_SUPPLIED TEXT_.
************
Preferably, the connector assembly of the present invention includes a housing cover having plural apertures formed in registry with the array of terminal cavities and the means for permitting resilient displacement of at least one section of each aperture relative to another section thereof. In such a manner, the one section is resiliently displaceable between gripping and release positions so as to respectively grip the multiconductor cable (thereby retaining the end portions in electrical contact with the contact portions of the U-shaped terminals) and permitting the end portions of the multiconductor cable to be removed therefrom.

The above as well as other objects and advantages of this invention will be better understood after careful consideration is given to the detailed description of the preferred exemplary embodiments thereof which follows.

BRIEF DESCRIPTION OF THE ACCOMPANYING DRAWINGS

Reference will be hereinafter made to the accompanying drawings wherein like reference numerals throughout the various figures denote like structural elements and wherein:

FIG. 1 is a cross-sectional view of a conventional terminal connector assembly;

FIG. 2 is a perspective view of a terminal connector assembly in accordance with one embodiment of the present invention;

FIG. 3 is a cross-sectional view of the connector assembly shown in FIG. 2;

FIG. 4 is a modified version of the embodiment of the terminal connector assembly shown in FIGS. 2 and 3;

FIG. 5 is a perspective exploded view of the terminal connector assembly of the present invention and a cover housing therefor;

FIGS. 6A and 6B are each cross-sectional views of the terminal connector assembly/cover housing shown in FIG. 5 which particularly depict the manner in which a multiconductor cable is received therein; and

FIGS. 7-9 are each cross-sectional views of further embodiments of the terminal connector assembly/cover housing of the present invention.

DETAILED DESCRIPTION OF THE PREFERRED EXEMPLARY EMBODIMENTS

FIG. 2 depicts a terminal connector assembly 30 of the present invention and a conventional multiconductor cable 72 shown as being withdrawn therefrom. Terminal connector assembly 30 includes a terminal block 32 defining a linear array of open-ended interior cavities 34 (a representative cavity 34 is shown in accompanying FIG. 3). Generally U-shaped terminals 36 are housed within each interior cavity 34 each of which includes a tail portion 38 extending along and beyond a lateral side of terminal block 32 so as to be solderable to a substrate (not shown), such as a printed circuit board or the like. U-shaped terminals 36 are positioned in their respective cavities 34 such that the tail portions 38 alternately extend below a respective side of terminal block 32 relative to adjacent ones of terminals 36. That is, the tail portions 38 of each U-shaped terminal 36 are staggered relative to the direction of the linear array of cavities 34 (see FIG. 2).
************
Rows from a dataset

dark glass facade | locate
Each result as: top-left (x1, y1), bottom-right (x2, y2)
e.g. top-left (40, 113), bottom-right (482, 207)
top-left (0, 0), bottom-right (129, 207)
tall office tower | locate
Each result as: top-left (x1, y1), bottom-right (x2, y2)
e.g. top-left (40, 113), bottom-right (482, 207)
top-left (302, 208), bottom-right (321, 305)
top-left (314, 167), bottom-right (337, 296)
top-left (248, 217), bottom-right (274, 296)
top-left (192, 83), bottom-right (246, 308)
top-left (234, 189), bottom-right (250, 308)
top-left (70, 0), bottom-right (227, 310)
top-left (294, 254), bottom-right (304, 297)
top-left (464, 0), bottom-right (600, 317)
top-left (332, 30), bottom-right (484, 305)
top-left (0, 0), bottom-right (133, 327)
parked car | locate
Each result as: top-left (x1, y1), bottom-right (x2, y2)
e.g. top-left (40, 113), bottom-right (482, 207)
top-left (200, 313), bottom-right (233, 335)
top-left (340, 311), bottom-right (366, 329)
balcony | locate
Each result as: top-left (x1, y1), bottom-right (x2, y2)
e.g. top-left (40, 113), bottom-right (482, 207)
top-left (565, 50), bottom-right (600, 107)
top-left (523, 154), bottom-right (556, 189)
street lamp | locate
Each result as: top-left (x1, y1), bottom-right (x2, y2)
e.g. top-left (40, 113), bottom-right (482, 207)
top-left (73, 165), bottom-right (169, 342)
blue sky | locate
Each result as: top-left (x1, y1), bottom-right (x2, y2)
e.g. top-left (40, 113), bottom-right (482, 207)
************
_STATED PROBLEM A_. Translate this sentence from the connector text into Spanish: "FIG. 2 depicts a terminal connector assembly 30 of the present invention and a conventional multiconductor cable 72 shown as being withdrawn therefrom."
_STATED PROBLEM B_. Rewrite the records from the line containing "balcony | locate" through the end of the records, keeping every line. Shift each answer coordinate by adding 95 to it.
The records are unrelated to the connector text.

_COMPLETE ANSWER A_. La FIG. 2 representa un conjunto conector de terminales 30 de la presente invención y un cable multiconductor convencional 72 que se muestra retirado del mismo.

_COMPLETE ANSWER B_.
balcony | locate
Each result as: top-left (x1, y1), bottom-right (x2, y2)
e.g. top-left (40, 113), bottom-right (482, 207)
top-left (660, 145), bottom-right (695, 202)
top-left (618, 249), bottom-right (651, 284)
street lamp | locate
Each result as: top-left (x1, y1), bottom-right (x2, y2)
e.g. top-left (40, 113), bottom-right (482, 207)
top-left (168, 260), bottom-right (264, 437)
blue sky | locate
Each result as: top-left (x1, y1), bottom-right (x2, y2)
e.g. top-left (40, 113), bottom-right (482, 207)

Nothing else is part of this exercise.